[Start of Attachment]

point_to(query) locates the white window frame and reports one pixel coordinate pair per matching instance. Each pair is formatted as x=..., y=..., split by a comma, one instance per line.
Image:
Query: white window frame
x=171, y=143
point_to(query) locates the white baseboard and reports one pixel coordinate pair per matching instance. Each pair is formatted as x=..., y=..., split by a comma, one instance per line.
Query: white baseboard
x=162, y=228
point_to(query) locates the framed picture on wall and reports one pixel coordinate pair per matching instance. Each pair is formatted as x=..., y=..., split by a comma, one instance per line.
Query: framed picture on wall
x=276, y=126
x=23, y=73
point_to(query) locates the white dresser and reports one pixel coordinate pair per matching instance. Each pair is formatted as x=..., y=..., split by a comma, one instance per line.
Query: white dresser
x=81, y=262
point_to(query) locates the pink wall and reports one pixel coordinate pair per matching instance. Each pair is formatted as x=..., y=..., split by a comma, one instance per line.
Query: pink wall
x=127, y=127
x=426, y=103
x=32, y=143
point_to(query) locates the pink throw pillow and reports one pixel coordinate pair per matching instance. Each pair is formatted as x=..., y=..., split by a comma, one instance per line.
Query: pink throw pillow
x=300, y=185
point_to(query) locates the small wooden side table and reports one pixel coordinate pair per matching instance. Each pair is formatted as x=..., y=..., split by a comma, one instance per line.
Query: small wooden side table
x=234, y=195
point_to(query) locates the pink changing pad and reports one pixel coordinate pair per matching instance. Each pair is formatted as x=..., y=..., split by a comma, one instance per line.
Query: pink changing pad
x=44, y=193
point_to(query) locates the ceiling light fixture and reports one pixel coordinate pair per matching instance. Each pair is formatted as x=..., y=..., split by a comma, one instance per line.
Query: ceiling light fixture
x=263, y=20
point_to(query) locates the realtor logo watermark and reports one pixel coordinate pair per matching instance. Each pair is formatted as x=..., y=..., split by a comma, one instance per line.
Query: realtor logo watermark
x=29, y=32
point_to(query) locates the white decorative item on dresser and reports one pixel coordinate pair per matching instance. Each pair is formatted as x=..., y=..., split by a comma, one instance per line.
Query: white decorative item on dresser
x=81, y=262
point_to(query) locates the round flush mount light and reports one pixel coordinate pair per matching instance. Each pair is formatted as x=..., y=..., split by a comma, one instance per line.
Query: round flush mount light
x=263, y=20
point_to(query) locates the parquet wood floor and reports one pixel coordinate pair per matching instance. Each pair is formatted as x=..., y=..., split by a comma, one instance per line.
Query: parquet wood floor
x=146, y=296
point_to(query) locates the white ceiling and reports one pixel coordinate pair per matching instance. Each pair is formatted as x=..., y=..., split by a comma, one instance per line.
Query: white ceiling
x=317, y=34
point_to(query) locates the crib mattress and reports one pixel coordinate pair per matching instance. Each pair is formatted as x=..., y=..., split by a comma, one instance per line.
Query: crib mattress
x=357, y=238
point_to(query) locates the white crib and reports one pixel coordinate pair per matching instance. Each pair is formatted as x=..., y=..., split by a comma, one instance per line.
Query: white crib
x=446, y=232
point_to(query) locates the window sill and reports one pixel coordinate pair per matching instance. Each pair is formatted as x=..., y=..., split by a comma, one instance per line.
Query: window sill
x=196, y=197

[End of Attachment]

* [Problem description]
Transcribe, exactly and completely, all of the entries.

* [Result of this exercise]
point_to(query) locates the white window frame and reports one pixel coordinate pair per matching instance. Each pair is formatted as x=..., y=..., split by a comma, one instance per line.
Image:
Query: white window frame
x=171, y=143
point_to(query) locates the white baseboard and reports one pixel coordinate pair per matching instance. Each pair is formatted as x=..., y=..., split by a comma, one instance per line.
Query: white baseboard
x=162, y=228
point_to(query) locates the framed picture on wall and reports one pixel coordinate pair per matching instance. Each pair is formatted as x=..., y=..., split by a comma, one instance per line.
Query: framed picture on wall
x=276, y=126
x=23, y=73
point_to(query) locates the white dresser and reports one pixel coordinate pair per matching instance. Each pair is formatted as x=..., y=..., split by a comma, one instance per line.
Query: white dresser
x=81, y=262
point_to(query) locates the pink wall and reports one pixel coordinate pair per matching instance. Each pair is formatted as x=..., y=..., split by a comma, one instance per line.
Query: pink wall
x=127, y=127
x=426, y=103
x=32, y=143
point_to(query) locates the pink throw pillow and reports one pixel coordinate pair per matching instance. Each pair is formatted as x=..., y=..., split by a comma, one instance per line.
Query: pink throw pillow
x=300, y=185
point_to(query) locates the small wooden side table and reports one pixel coordinate pair per matching instance. Each pair is formatted as x=..., y=..., split by a comma, one instance per line.
Query: small wooden side table
x=234, y=195
point_to(query) locates the pink changing pad and reports one pixel coordinate pair per matching instance. Each pair is formatted as x=..., y=..., split by a comma, one instance per line.
Query: pink changing pad
x=44, y=193
point_to(query) locates the ceiling light fixture and reports one pixel coordinate pair per matching instance. Each pair is formatted as x=..., y=..., split by a comma, one instance per line.
Query: ceiling light fixture
x=263, y=20
point_to(query) locates the realtor logo watermark and reports one pixel coordinate pair per matching instance. Each pair is formatted as x=..., y=..., split by a comma, one instance per line.
Query: realtor logo watermark
x=29, y=32
point_to(query) locates the white decorative item on dresser and reports one pixel coordinate pair per matching instance. Each pair is formatted as x=..., y=..., split by a comma, one instance per line.
Query: white decorative item on dresser
x=81, y=262
point_to(query) locates the round flush mount light and reports one pixel coordinate pair per matching instance. Each pair is formatted as x=..., y=..., split by a comma, one instance per line.
Query: round flush mount light
x=263, y=20
point_to(query) locates the parquet wood floor and reports one pixel coordinate pair per matching instance. Each pair is formatted as x=..., y=..., split by a comma, one instance per line.
Query: parquet wood floor
x=146, y=296
point_to(query) locates the white ceiling and reports one pixel coordinate pair per matching instance. Each pair is formatted as x=..., y=..., split by a comma, one instance per line.
Query: white ceiling
x=317, y=34
point_to(query) locates the crib mattress and reports one pixel coordinate pair per matching instance. Each pair is formatted as x=..., y=..., split by a comma, one instance per line.
Query: crib mattress
x=357, y=238
point_to(query) locates the white crib and reports one pixel coordinate pair per matching instance. Each pair is formatted as x=..., y=..., split by a comma, one instance per line.
Query: white crib
x=446, y=232
point_to(query) locates the window sill and reports one pixel coordinate pair per matching instance. Each pair is formatted as x=..., y=..., split by a comma, one instance per line.
Query: window sill
x=196, y=197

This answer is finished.